● **EXTRACTED MATERIAL**:
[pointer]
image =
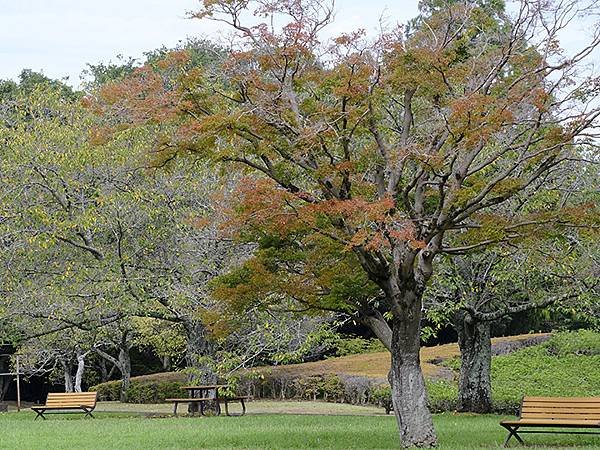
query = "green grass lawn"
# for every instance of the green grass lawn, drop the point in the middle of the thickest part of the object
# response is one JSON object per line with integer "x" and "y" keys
{"x": 264, "y": 431}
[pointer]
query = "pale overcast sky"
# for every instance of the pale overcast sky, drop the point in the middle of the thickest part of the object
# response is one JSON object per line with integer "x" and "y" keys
{"x": 58, "y": 37}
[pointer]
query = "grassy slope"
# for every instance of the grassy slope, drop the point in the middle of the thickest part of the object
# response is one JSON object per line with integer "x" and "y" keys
{"x": 258, "y": 431}
{"x": 373, "y": 365}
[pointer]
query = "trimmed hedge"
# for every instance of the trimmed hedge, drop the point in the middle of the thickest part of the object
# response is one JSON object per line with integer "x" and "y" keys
{"x": 565, "y": 365}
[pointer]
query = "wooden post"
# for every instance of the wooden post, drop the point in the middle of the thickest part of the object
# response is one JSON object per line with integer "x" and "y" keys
{"x": 18, "y": 386}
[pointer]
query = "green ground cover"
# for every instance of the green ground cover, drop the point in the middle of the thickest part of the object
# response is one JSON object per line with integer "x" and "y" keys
{"x": 264, "y": 431}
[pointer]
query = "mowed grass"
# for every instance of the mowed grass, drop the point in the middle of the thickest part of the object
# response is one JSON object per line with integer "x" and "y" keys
{"x": 19, "y": 431}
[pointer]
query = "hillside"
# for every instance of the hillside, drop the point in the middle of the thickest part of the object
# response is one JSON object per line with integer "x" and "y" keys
{"x": 373, "y": 365}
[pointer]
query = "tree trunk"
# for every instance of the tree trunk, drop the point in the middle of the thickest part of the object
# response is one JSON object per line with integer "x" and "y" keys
{"x": 199, "y": 353}
{"x": 125, "y": 369}
{"x": 4, "y": 380}
{"x": 409, "y": 396}
{"x": 474, "y": 386}
{"x": 79, "y": 372}
{"x": 67, "y": 375}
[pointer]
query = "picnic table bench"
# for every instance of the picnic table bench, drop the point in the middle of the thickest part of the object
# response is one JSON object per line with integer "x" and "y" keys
{"x": 205, "y": 399}
{"x": 67, "y": 403}
{"x": 555, "y": 412}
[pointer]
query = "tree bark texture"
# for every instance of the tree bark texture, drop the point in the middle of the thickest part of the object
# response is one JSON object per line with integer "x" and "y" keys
{"x": 409, "y": 396}
{"x": 199, "y": 351}
{"x": 474, "y": 341}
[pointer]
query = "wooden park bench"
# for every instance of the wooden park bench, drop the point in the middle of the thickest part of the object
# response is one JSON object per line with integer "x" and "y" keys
{"x": 555, "y": 412}
{"x": 67, "y": 403}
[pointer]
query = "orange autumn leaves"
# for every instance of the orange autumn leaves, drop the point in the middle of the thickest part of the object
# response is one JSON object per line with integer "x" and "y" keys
{"x": 369, "y": 224}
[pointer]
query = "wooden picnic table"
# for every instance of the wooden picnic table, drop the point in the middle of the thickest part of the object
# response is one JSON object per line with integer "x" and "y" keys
{"x": 205, "y": 397}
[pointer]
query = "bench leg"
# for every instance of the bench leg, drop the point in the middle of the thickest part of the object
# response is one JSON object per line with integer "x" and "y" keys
{"x": 512, "y": 431}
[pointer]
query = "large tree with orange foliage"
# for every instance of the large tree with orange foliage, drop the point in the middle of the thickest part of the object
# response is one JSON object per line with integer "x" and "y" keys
{"x": 365, "y": 156}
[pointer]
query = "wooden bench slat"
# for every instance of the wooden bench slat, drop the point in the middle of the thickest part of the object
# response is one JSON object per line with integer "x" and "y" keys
{"x": 554, "y": 412}
{"x": 561, "y": 405}
{"x": 82, "y": 402}
{"x": 561, "y": 416}
{"x": 563, "y": 399}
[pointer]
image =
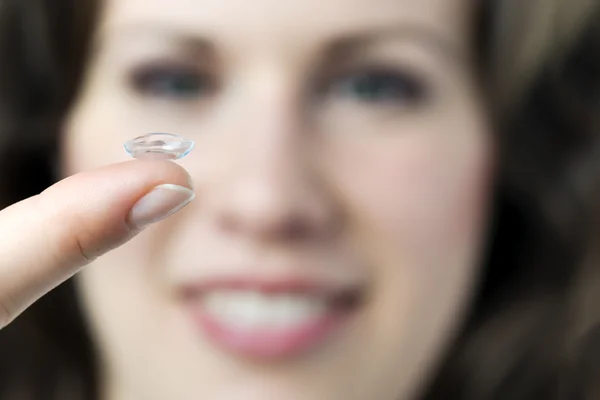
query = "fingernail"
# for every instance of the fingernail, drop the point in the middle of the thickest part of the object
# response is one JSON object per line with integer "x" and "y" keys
{"x": 162, "y": 201}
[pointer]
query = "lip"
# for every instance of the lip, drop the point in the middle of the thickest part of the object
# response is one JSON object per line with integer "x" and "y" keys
{"x": 283, "y": 343}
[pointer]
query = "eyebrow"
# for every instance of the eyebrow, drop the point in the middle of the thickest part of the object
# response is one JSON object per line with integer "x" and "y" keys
{"x": 347, "y": 45}
{"x": 344, "y": 44}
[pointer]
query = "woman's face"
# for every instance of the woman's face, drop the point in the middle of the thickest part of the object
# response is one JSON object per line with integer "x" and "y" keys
{"x": 342, "y": 171}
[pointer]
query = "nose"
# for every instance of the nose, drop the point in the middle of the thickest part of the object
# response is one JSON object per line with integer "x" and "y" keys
{"x": 273, "y": 190}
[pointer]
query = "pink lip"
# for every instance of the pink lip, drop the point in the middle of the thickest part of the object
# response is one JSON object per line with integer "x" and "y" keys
{"x": 268, "y": 344}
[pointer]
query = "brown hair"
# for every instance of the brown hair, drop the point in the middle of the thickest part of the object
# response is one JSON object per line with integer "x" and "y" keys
{"x": 527, "y": 336}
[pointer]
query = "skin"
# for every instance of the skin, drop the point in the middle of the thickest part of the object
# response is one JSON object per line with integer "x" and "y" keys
{"x": 293, "y": 168}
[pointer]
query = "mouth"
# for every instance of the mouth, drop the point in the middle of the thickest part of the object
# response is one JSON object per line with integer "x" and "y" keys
{"x": 270, "y": 320}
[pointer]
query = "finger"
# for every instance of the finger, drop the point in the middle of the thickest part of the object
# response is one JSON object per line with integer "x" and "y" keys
{"x": 47, "y": 238}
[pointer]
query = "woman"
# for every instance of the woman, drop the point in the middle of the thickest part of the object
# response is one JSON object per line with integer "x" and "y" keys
{"x": 390, "y": 199}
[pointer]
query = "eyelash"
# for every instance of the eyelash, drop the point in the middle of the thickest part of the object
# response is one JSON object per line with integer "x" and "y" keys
{"x": 373, "y": 85}
{"x": 378, "y": 85}
{"x": 176, "y": 82}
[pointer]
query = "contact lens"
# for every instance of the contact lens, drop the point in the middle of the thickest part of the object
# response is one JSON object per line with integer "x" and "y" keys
{"x": 166, "y": 146}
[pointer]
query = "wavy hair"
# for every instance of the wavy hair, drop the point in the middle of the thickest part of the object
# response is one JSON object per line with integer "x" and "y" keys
{"x": 532, "y": 331}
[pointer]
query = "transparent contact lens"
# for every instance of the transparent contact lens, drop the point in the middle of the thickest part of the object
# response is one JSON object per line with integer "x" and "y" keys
{"x": 165, "y": 146}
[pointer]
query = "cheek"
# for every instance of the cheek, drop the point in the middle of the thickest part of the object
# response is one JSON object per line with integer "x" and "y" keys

● **EXERCISE AIM**: Leaving pictures aside, write out each record above exactly as given.

● **EXERCISE SOLUTION**:
[pointer]
image =
query = "green grass lawn"
# for every instance of the green grass lawn, drop the point in the middle of the thickest part of the object
# response is one JSON object per line with integer "x" and "y" keys
{"x": 264, "y": 431}
[pointer]
query = "pale overcast sky"
# for every instance of the pale overcast sky, drop the point in the middle of the thickest part of the object
# response is one JSON object per line with integer "x" and "y" keys
{"x": 58, "y": 37}
[pointer]
query = "grassy slope"
# for every instance of the grassy slope, drop the point in the middle of the thickest part of the object
# response is one JSON object per line with integer "x" and "y" keys
{"x": 258, "y": 431}
{"x": 373, "y": 365}
[pointer]
query = "trimmed hedge"
# for every instance of the trimmed hedge, drop the point in the middle of the thickest part of the object
# response is one JSON object per line with integer "x" and "y" keys
{"x": 565, "y": 365}
[pointer]
query = "wooden post"
# for every instance of the wooden post, drop the point in the middle of the thickest part of the object
# response is one JSON object per line with integer "x" and "y" keys
{"x": 18, "y": 386}
[pointer]
query = "green ground cover"
# for every instance of the green ground cover, drop the point in the middle of the thickest part of the object
# response is one JSON object per line with integer "x" and "y" keys
{"x": 264, "y": 431}
[pointer]
query = "mowed grass"
# for every instance of the mowed grass, drop the point in the middle of the thickest part of the object
# response is one JSON object per line with integer "x" and "y" keys
{"x": 19, "y": 431}
[pointer]
query = "hillside"
# for every instance of the hillside, drop the point in the middle of the thickest part of the object
# response is one JSON object per line with integer "x" and "y" keys
{"x": 373, "y": 365}
[pointer]
query = "tree trunk"
# for every instance of the tree trunk, drop the point in the middle of the thickest part of the object
# response is one JSON object per line with integer "x" and "y" keys
{"x": 199, "y": 353}
{"x": 125, "y": 369}
{"x": 4, "y": 380}
{"x": 409, "y": 396}
{"x": 474, "y": 386}
{"x": 79, "y": 372}
{"x": 67, "y": 375}
[pointer]
query = "picnic table bench"
# for every instance of the picnic table bench, drop the point in the middle of the thickest part of the object
# response is one JSON object per line with integer "x" and "y" keys
{"x": 205, "y": 399}
{"x": 67, "y": 403}
{"x": 555, "y": 412}
[pointer]
query = "tree bark texture"
# for every instance of the tree bark texture, drop the point in the middle of the thickest part of the object
# response is one JSON object per line with integer "x" and "y" keys
{"x": 409, "y": 396}
{"x": 199, "y": 351}
{"x": 474, "y": 341}
[pointer]
query = "wooden park bench"
# for every instance of the wooden park bench, drop the point in the middle of the thickest part of the object
# response is one JSON object per line with integer "x" and "y" keys
{"x": 555, "y": 412}
{"x": 67, "y": 403}
[pointer]
query = "orange autumn leaves"
# for every instance of the orange autumn leaves, drop the point in the middle of the thickest part of the object
# response is one JSON object per line with integer "x" and "y" keys
{"x": 369, "y": 224}
[pointer]
query = "wooden picnic table"
# for every instance of the wooden picnic table, drop the point in the middle of the thickest part of the object
# response is one JSON object per line with integer "x" and "y" keys
{"x": 205, "y": 397}
[pointer]
query = "bench leg"
# for every instance of the bench leg, drop the point in the middle of the thickest part of the object
# response is one JSON object per line with integer "x" and "y" keys
{"x": 512, "y": 431}
[pointer]
query = "large tree with orange foliage"
# for every instance of the large tree with orange foliage, drop the point in the middle of the thickest part of the object
# response is one JSON object per line with integer "x" and "y" keys
{"x": 365, "y": 156}
[pointer]
query = "wooden bench slat"
# for every instance of the wooden bench slat, drop the point in the middle of the thickest part of the object
# response is one JSON object per line with integer "x" and "y" keys
{"x": 554, "y": 412}
{"x": 561, "y": 405}
{"x": 82, "y": 402}
{"x": 561, "y": 416}
{"x": 563, "y": 399}
[pointer]
image =
query = "fingernail"
# for every instance of the fingernail, drop the point in the middle of the thickest part of the object
# response is one JSON object per line with integer "x" and "y" keys
{"x": 162, "y": 201}
[pointer]
query = "lip"
# for every instance of the lip, drop the point in the middle of the thickest part of the object
# response is one JSON object per line with integer "x" and "y" keys
{"x": 283, "y": 343}
[pointer]
query = "eyebrow"
# for every instance of the eyebrow, drop the point in the middle of the thickest part of the object
# response is one JSON object per line with integer "x" and "y" keys
{"x": 347, "y": 45}
{"x": 344, "y": 44}
[pointer]
query = "woman's face"
# for every instance of the woman's face, drop the point in the middle of the thickest part of the object
# response is one JSON object per line with integer "x" and "y" keys
{"x": 342, "y": 171}
[pointer]
query = "nose"
# for every instance of the nose, drop the point in the middle of the thickest part of the object
# response is one JSON object per line with integer "x" and "y" keys
{"x": 273, "y": 190}
[pointer]
query = "pink lip"
# for every instance of the pink lip, drop the point in the middle of the thickest part of the object
# response is one JSON object per line with integer "x" and "y" keys
{"x": 268, "y": 344}
[pointer]
query = "brown hair"
# for every instance of the brown hair, drop the point in the middle of the thickest part of the object
# response is one JSON object per line with integer "x" and "y" keys
{"x": 527, "y": 336}
[pointer]
query = "skin"
# for every instance of the skin, drop the point in the middle of the thickest part of the object
# response is one JSON object per line with integer "x" and "y" keys
{"x": 293, "y": 168}
[pointer]
query = "mouth"
# for every instance of the mouth, drop the point in the middle of the thickest part of the object
# response is one JSON object per line with integer "x" and "y" keys
{"x": 270, "y": 320}
[pointer]
query = "finger"
# for every instance of the finger, drop the point in the middle of the thickest part of the object
# response is one JSON object per line with integer "x" and "y" keys
{"x": 47, "y": 238}
[pointer]
query = "woman"
# for every instance of the woman, drop the point in the middle of the thickest part of the object
# response is one JSON object per line with integer "x" and "y" keys
{"x": 390, "y": 199}
[pointer]
query = "eyelash"
# for every instance of the eyelash, drop the point in the middle of the thickest part of the object
# response is one JSON object per line with integer "x" and "y" keys
{"x": 373, "y": 85}
{"x": 378, "y": 85}
{"x": 176, "y": 82}
[pointer]
query = "contact lens"
# for every instance of the contact lens, drop the point in the middle of the thickest part of the object
# response is one JSON object per line with integer "x" and "y" keys
{"x": 166, "y": 146}
[pointer]
query = "wavy hair"
# for every instance of the wavy hair, drop the point in the middle of the thickest part of the object
# response is one JSON object per line with integer "x" and "y" keys
{"x": 532, "y": 331}
[pointer]
query = "transparent contact lens"
# for every instance of the transparent contact lens, drop the point in the middle of the thickest part of the object
# response is one JSON object per line with integer "x" and "y" keys
{"x": 165, "y": 146}
[pointer]
query = "cheek"
# for every instance of the cheek, drop the point in the middle of the thickest part of the object
# response is one JSON object per line with integer "x" and "y" keys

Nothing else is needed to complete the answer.